(DATA TO EXAMINE)
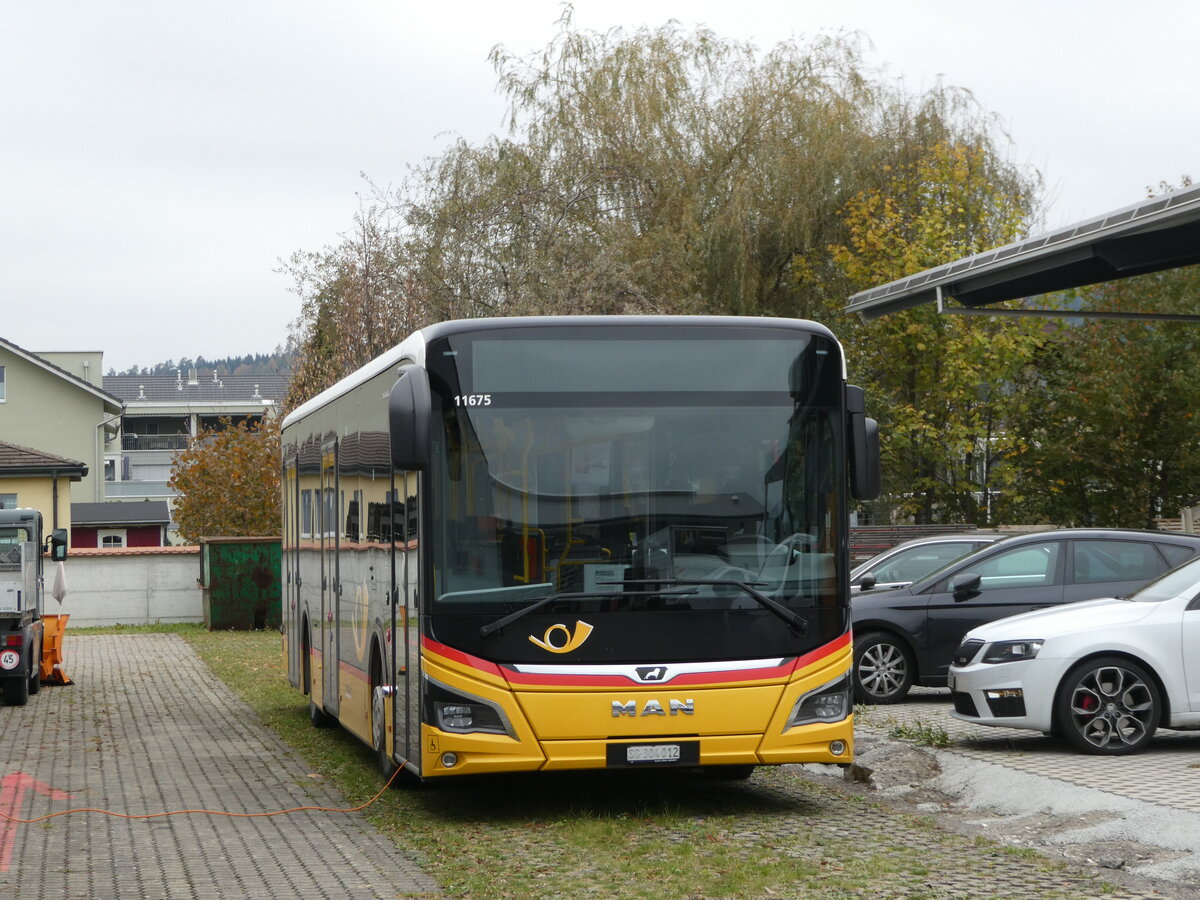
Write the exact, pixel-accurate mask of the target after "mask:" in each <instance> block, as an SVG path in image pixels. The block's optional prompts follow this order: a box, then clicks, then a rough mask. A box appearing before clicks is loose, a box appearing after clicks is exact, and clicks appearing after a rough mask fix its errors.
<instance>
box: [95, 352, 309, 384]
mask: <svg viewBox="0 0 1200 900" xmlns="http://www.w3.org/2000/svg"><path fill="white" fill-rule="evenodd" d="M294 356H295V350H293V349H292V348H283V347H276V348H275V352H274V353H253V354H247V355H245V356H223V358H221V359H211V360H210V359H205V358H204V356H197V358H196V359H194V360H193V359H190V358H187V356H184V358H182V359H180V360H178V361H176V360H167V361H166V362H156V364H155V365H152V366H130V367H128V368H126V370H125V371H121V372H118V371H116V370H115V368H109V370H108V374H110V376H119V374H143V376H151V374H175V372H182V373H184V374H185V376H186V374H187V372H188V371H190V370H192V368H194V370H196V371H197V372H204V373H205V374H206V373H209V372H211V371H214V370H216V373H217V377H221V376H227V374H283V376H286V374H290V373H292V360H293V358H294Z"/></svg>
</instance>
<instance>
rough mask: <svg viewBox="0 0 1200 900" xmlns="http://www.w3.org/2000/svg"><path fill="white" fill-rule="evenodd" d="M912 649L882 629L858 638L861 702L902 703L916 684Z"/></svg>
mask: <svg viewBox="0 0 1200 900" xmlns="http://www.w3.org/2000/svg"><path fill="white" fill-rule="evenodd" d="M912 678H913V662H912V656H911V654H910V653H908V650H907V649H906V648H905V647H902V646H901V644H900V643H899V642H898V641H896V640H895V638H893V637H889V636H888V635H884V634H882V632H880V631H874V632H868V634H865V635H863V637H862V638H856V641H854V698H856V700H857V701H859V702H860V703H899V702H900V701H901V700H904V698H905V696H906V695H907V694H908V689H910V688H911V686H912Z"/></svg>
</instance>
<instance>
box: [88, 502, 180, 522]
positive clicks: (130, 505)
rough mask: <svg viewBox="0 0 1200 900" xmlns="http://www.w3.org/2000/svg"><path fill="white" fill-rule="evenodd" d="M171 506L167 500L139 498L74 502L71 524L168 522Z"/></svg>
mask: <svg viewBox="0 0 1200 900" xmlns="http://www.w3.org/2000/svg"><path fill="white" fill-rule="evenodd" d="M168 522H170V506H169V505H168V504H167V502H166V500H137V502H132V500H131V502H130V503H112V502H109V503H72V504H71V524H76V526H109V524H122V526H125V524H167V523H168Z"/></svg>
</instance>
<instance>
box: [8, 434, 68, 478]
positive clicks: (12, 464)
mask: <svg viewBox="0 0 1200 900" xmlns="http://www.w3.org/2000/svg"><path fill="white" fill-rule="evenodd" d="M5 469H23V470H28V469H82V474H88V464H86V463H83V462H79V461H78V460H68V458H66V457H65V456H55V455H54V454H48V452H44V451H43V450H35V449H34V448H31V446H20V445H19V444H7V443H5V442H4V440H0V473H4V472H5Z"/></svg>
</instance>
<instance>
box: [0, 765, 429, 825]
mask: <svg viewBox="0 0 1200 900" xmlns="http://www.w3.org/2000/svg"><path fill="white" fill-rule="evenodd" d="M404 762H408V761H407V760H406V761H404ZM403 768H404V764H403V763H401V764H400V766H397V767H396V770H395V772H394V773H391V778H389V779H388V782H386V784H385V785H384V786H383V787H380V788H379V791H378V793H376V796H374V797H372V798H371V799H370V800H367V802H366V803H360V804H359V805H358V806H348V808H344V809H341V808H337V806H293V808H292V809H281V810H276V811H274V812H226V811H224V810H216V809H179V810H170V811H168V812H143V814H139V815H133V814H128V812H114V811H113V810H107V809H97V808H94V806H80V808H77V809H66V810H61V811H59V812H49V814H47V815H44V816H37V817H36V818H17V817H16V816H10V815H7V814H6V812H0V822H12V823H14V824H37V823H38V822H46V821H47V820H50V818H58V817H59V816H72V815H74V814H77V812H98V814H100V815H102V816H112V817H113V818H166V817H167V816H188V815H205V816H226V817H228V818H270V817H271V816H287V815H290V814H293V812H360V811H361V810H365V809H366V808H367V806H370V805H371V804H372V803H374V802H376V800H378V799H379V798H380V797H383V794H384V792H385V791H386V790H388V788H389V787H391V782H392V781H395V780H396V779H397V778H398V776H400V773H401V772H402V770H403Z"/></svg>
(End DATA TO EXAMINE)
- YOUR OBJECTIVE:
For the material above, repeat each line exactly and leave out the pictures.

- ANSWER AREA:
Write the exact, pixel-accurate mask of the target after "mask:" in each <instance> block, as an SVG path in image pixels. The block's optional prompts follow this order: a box, then clicks, then a rough mask. A box appearing before clicks is loose, a box appearing after clicks is exact, and clicks appearing after a rough mask fix its errors.
<instance>
box: [95, 352, 309, 384]
mask: <svg viewBox="0 0 1200 900" xmlns="http://www.w3.org/2000/svg"><path fill="white" fill-rule="evenodd" d="M294 356H295V350H293V349H292V348H283V347H276V348H275V352H274V353H253V354H247V355H245V356H223V358H221V359H211V360H210V359H205V358H204V356H197V358H196V359H194V360H193V359H190V358H187V356H184V358H182V359H180V360H178V361H176V360H167V361H166V362H156V364H155V365H152V366H130V367H128V368H126V370H125V371H121V372H118V371H116V370H115V368H109V370H108V374H110V376H119V374H143V376H151V374H175V372H182V373H184V374H185V376H186V374H187V372H188V371H190V370H192V368H194V370H196V371H197V372H204V373H205V374H206V373H209V372H211V371H214V370H216V373H217V377H221V376H227V374H283V376H286V374H290V373H292V360H293V358H294Z"/></svg>
</instance>
<instance>
rough mask: <svg viewBox="0 0 1200 900" xmlns="http://www.w3.org/2000/svg"><path fill="white" fill-rule="evenodd" d="M912 649L882 629L858 638L861 702L902 703L916 684Z"/></svg>
mask: <svg viewBox="0 0 1200 900" xmlns="http://www.w3.org/2000/svg"><path fill="white" fill-rule="evenodd" d="M912 678H913V662H912V656H911V654H910V653H908V650H907V649H906V648H905V647H902V646H901V644H900V643H899V642H898V641H896V640H895V638H893V637H889V636H888V635H884V634H882V632H880V631H874V632H868V634H865V635H863V637H862V638H856V641H854V698H856V700H857V701H859V702H860V703H899V702H900V701H901V700H904V698H905V696H906V695H907V694H908V689H910V688H911V686H912Z"/></svg>
</instance>
<instance>
box: [88, 502, 180, 522]
positive clicks: (130, 505)
rough mask: <svg viewBox="0 0 1200 900" xmlns="http://www.w3.org/2000/svg"><path fill="white" fill-rule="evenodd" d="M171 506L167 500L139 498L74 502L71 524L168 522Z"/></svg>
mask: <svg viewBox="0 0 1200 900" xmlns="http://www.w3.org/2000/svg"><path fill="white" fill-rule="evenodd" d="M168 522H170V506H169V505H168V504H167V502H166V500H137V502H132V500H131V502H130V503H112V502H109V503H72V504H71V524H76V526H109V524H122V526H125V524H167V523H168Z"/></svg>
</instance>
<instance>
box: [8, 434, 68, 478]
positive clicks: (12, 464)
mask: <svg viewBox="0 0 1200 900" xmlns="http://www.w3.org/2000/svg"><path fill="white" fill-rule="evenodd" d="M5 469H23V470H28V469H82V474H88V464H86V463H83V462H79V461H78V460H68V458H66V457H65V456H55V455H54V454H48V452H44V451H43V450H35V449H34V448H31V446H20V445H19V444H7V443H5V442H4V440H0V473H4V472H5Z"/></svg>
</instance>
<instance>
box: [0, 765, 429, 825]
mask: <svg viewBox="0 0 1200 900" xmlns="http://www.w3.org/2000/svg"><path fill="white" fill-rule="evenodd" d="M404 762H408V761H407V760H406V761H404ZM403 768H404V764H403V763H401V764H400V766H397V767H396V770H395V772H394V773H391V778H389V779H388V782H386V784H385V785H384V786H383V787H380V788H379V791H378V793H376V796H374V797H372V798H371V799H370V800H367V802H366V803H360V804H359V805H358V806H348V808H344V809H341V808H337V806H293V808H292V809H281V810H276V811H274V812H226V811H224V810H216V809H179V810H170V811H168V812H143V814H139V815H133V814H128V812H114V811H113V810H107V809H97V808H94V806H80V808H77V809H66V810H61V811H59V812H49V814H47V815H44V816H37V817H36V818H17V817H16V816H10V815H7V814H6V812H0V822H12V823H14V824H37V823H38V822H46V821H47V820H50V818H58V817H59V816H72V815H74V814H77V812H98V814H100V815H102V816H112V817H113V818H166V817H167V816H188V815H205V816H226V817H228V818H270V817H271V816H287V815H290V814H293V812H360V811H361V810H365V809H366V808H367V806H370V805H371V804H372V803H374V802H376V800H378V799H379V798H380V797H383V794H384V792H385V791H386V790H388V788H389V787H391V782H392V781H395V780H396V779H397V778H398V776H400V773H401V772H402V770H403Z"/></svg>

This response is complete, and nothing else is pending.